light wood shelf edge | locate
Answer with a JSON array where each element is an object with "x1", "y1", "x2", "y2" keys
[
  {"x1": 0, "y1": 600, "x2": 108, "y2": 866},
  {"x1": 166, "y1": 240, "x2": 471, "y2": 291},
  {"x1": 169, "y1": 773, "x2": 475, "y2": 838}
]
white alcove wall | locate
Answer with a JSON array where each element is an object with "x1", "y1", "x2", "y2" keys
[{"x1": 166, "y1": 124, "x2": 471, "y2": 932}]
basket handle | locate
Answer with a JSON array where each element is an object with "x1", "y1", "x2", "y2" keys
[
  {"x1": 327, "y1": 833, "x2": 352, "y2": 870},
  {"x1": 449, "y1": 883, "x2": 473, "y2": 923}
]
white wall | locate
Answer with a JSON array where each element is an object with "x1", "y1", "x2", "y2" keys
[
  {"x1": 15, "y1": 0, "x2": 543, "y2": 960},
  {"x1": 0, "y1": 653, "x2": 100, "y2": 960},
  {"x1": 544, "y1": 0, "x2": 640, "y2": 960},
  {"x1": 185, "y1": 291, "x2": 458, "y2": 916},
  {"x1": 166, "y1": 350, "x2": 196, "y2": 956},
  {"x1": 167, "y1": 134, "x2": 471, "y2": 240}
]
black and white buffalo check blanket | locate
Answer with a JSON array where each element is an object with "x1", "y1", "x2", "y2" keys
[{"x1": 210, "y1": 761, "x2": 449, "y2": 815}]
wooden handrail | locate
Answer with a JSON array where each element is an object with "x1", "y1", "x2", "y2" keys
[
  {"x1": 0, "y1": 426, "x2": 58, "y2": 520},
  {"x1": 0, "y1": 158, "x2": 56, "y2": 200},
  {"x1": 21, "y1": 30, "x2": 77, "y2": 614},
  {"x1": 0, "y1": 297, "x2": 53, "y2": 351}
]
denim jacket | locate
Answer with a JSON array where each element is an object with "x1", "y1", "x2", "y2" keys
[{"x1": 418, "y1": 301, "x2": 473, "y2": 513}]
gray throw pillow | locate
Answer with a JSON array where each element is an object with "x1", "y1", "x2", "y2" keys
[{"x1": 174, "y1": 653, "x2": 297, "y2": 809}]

### Task brief
Extract each line of the entries above that contains the string "wall". Matching is case-sensitive.

### Response
white alcove wall | locate
white wall | locate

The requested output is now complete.